# Start of Article

# E File a Return for 2013



## 597689 (Jul 18, 2014)

I will be sending my return for 2013 soon.

Is it possible to do an e-file? I am using H&R Block and they say you can not e-file since I have a foreign address.

Can you share your experience with me on this issue if you had similar situation?

Note: I did not file a return since 5 years ago since I was not working before 2013.


----------



## BBCWatcher (Dec 28, 2012)

Some tax preparers allow e-filing with a foreign address, and some don't. Not a problem. The IRS accepts tax returns through a magical process called paper filing via a postal service or courier. An ancient American named Ben Franklin worked to establish the U.S. Postal Service over 200 years ago. It's been working ever since and still works.


----------



## 597689 (Jul 18, 2014)

BBCWatcher said:


> Some tax preparers allow e-filing with a foreign address, and some don't. Not a problem. The IRS accepts tax returns through a magical process called paper filing via a postal service or courier. An ancient American named Ben Franklin worked to establish the U.S. Postal Service over 200 years ago. It's been working ever since and still works.


thank you for responding !!

# End of Article
# Start of Supplied data

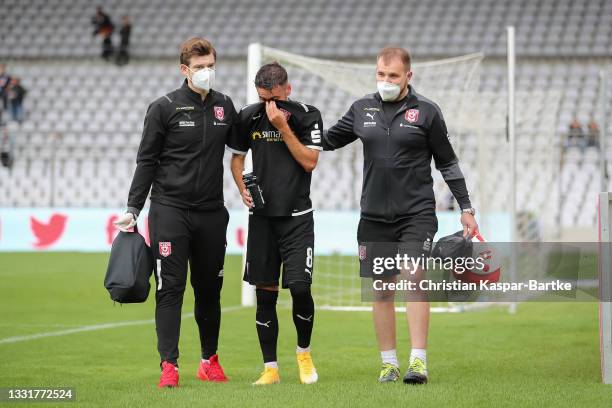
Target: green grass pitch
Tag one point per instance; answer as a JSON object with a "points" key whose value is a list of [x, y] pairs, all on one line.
{"points": [[545, 355]]}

# End of Supplied data

Objectives:
[1] In the forum thread, what reason did H&R Block give the first poster for not allowing an e-filed return?
[2] List every post in the forum thread by the poster's name and the date shown.
[3] According to the forum thread, why is it not a problem that some tax preparers refuse to e-file with a foreign address?

Responses to the exercise:
[1] The poster has a foreign address.

[2] 597689 (Jul 18, 2014); BBCWatcher (Dec 28, 2012); 597689 (Jul 18, 2014)

[3] Some tax preparers do allow e-filing with a foreign address. The IRS also accepts returns filed on paper and sent by a postal service or courier, so the return can still be submitted that way.